[Direction] Copy out the items below, changing "flow-rate study" to "image survey" throughout and leaving everything else the same. Leave the pictures out.

[Extracted data entries]

--- Start ---

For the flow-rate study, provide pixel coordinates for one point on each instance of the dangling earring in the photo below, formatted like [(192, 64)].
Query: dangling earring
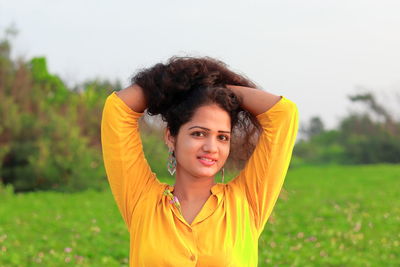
[(171, 164)]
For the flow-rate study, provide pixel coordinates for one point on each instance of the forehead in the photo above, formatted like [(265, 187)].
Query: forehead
[(212, 117)]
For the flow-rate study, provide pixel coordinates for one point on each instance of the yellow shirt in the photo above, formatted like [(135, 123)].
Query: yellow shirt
[(227, 229)]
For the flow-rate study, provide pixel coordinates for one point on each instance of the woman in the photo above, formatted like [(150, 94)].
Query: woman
[(207, 108)]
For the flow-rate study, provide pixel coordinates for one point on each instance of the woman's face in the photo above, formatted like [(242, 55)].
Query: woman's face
[(202, 144)]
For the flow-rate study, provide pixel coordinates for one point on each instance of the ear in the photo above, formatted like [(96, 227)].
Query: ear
[(169, 139)]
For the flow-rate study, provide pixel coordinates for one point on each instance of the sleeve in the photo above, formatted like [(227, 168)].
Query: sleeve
[(128, 172), (262, 178)]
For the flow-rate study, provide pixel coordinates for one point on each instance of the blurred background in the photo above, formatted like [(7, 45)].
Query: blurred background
[(339, 61)]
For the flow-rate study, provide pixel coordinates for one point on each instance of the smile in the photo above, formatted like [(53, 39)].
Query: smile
[(207, 162)]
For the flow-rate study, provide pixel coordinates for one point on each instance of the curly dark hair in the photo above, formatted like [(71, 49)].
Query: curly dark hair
[(177, 88)]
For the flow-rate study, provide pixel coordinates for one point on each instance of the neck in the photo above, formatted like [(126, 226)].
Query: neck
[(192, 189)]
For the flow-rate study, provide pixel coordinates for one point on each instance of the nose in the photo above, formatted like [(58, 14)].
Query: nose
[(210, 145)]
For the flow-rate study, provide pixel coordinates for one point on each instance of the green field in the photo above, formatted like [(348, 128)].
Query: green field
[(326, 216)]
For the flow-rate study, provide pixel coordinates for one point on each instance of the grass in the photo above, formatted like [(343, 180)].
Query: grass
[(326, 216)]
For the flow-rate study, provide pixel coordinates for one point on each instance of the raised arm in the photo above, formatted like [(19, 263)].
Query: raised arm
[(262, 178), (128, 172)]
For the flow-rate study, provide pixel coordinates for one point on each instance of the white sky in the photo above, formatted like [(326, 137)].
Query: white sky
[(313, 52)]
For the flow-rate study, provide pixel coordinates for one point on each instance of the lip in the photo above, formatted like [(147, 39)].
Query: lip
[(207, 163)]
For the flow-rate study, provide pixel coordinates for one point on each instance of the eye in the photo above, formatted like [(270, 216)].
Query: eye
[(198, 134), (224, 137)]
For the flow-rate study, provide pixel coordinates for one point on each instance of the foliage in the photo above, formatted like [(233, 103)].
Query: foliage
[(368, 137), (327, 216), (49, 135)]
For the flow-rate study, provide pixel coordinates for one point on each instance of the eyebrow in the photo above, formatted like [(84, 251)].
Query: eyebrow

--- End ---

[Solution to this task]
For the image survey, provide pixel coordinates for one point on each instance of the dangling earring in the photo below, formatted like [(192, 64)].
Query: dangling earring
[(171, 164)]
For the image survey, provide pixel coordinates for one point on each instance of the forehead in the photo above, formatted like [(265, 187)].
Query: forehead
[(212, 117)]
For the image survey, provide pixel coordinates for one point on each instance of the yellow shirt in the photo above, formatted like [(135, 123)].
Query: yellow shirt
[(227, 229)]
For the image survey, provide pixel coordinates for one point on each instance of the woman in the photo above, formatted like [(150, 94)].
Query: woman
[(207, 108)]
For the image survey, provide pixel coordinates for one point on each instance of the woman's face in the photo above, formatted like [(242, 55)].
Query: woman's face
[(202, 144)]
For the image survey, provide pixel coordinates for one point on each instance of the ear in the photo above, formatted like [(96, 227)].
Query: ear
[(169, 139)]
For the image survey, provide pixel coordinates for one point on each instance of the sleeve in the photo above, formatted like [(227, 168)].
Query: sleeve
[(128, 172), (262, 178)]
For the image survey, provide pixel coordinates for one point on each instance of the blurred background in the photo above, formatted like [(7, 45)].
Query: blurred background
[(339, 61)]
For the image survey, provide pixel coordinates for one point on each instance of the smile in the photo above, formatted like [(53, 39)].
Query: smile
[(207, 162)]
For the image survey, provide pixel coordinates for one point on each instance of the curly dark hair in the photo above, formatted like [(71, 49)].
Query: curly dark hair
[(177, 88)]
For the image survey, provide pixel coordinates for one point on each instance of the neck in the photo above, formatted like [(126, 226)].
Query: neck
[(192, 189)]
For the image survey, provide pixel coordinates for one point on each instance of the nose in the photo above, formatted like [(58, 14)].
Query: nose
[(210, 145)]
For the image survey, provide pixel coordinates for one point on each instance of the green field in the photo above, formatted like [(348, 128)].
Query: green field
[(326, 216)]
For the image survey, provide pixel coordinates for one point on each instance of the grass in the photo above, formatted like [(343, 180)].
Query: grass
[(326, 216)]
For the image survey, provide pixel coordinates for one point on each instance of the raised arm in the photo above, formatted like [(19, 263)].
Query: raised arm
[(262, 178), (128, 172)]
For the image survey, provide pixel coordinates for one point on each instance of the white sky in the photo above, formatted like [(326, 137)].
Query: white sky
[(313, 52)]
For the image survey, provide pixel coordinates for one point on each instance of the lip in the photo above, formatted like [(147, 39)].
Query: lip
[(207, 163)]
For the image survey, provide pixel coordinates for one point on each instance of the eye in the photo above, formatted like [(270, 216)].
Query: eye
[(198, 134), (224, 137)]
For the image survey, provide pixel coordinates for one point on each instance of the foliage in the photo above, formatted like [(233, 103)].
Query: foliage
[(368, 137), (327, 216), (49, 135)]
For the image survey, provide pixel coordinates for one point on each instance of the eyebrow in the photo above, formatted like [(84, 251)].
Query: eyebrow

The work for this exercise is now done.